» **TASK**: Only the lines from the one with "Could you point out the wood" through the end of the data are wanted, copied exactly.

» **MATERIALS PROVIDED**:

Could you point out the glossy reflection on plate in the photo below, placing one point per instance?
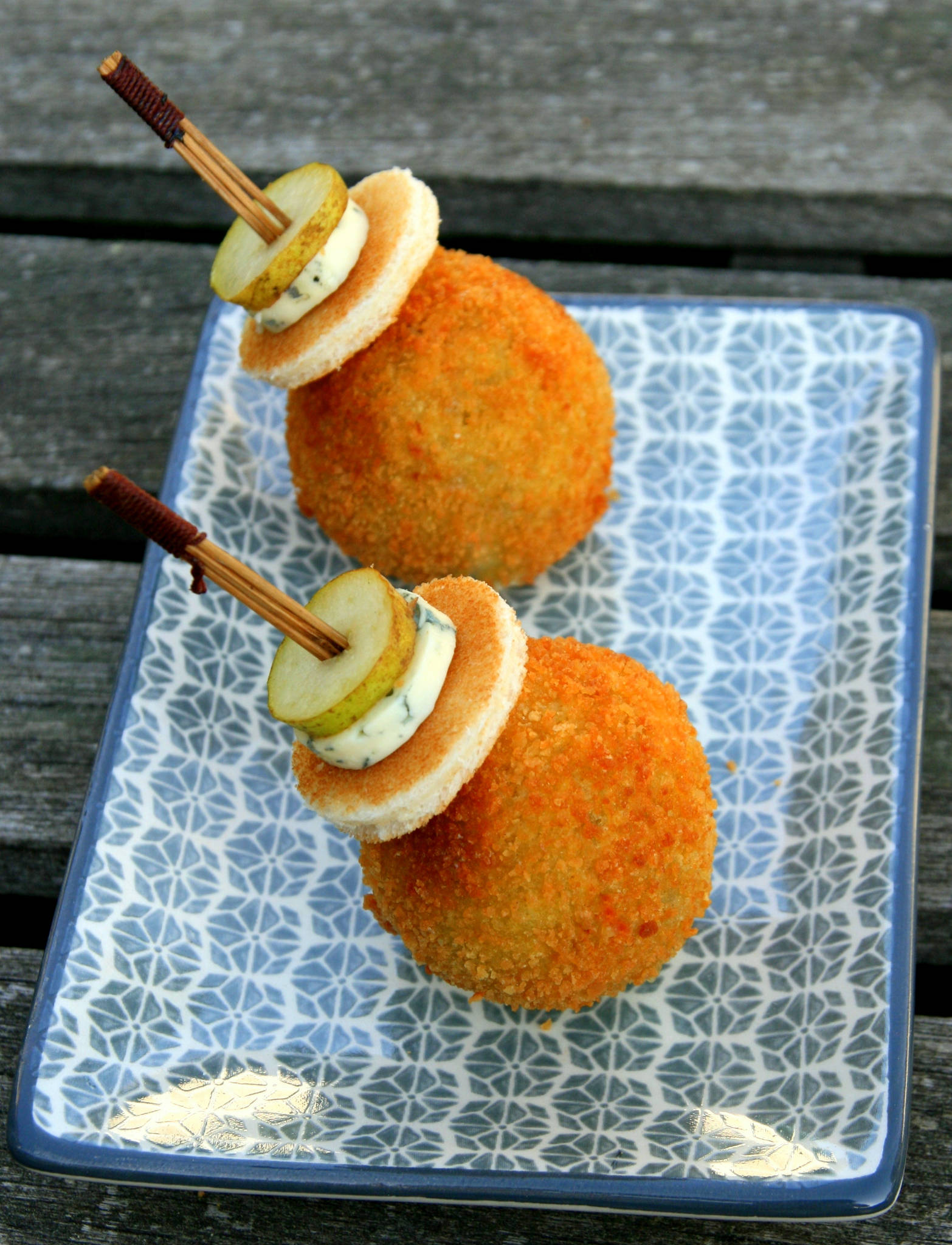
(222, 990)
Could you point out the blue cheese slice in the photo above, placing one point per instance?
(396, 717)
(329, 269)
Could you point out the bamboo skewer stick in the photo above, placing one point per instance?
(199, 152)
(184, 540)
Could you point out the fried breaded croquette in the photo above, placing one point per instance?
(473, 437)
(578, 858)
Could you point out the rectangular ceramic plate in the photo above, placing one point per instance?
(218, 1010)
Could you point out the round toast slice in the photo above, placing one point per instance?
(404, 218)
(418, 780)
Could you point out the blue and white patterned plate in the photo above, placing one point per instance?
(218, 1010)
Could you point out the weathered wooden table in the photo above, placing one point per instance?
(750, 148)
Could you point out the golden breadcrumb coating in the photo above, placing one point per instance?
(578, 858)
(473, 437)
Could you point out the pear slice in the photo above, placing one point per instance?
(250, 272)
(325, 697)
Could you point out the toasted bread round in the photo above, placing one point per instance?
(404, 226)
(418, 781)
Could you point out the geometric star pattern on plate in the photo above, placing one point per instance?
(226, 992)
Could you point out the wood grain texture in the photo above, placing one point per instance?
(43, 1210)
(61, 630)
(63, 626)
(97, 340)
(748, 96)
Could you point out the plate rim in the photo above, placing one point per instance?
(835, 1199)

» **RESPONSE BELOW**:
Could you point out the wood grain texture in the photo above, placing one point per instance?
(43, 1210)
(61, 630)
(63, 626)
(97, 340)
(748, 96)
Could you point out the plate rim in the photo above, placing one point per instance?
(835, 1199)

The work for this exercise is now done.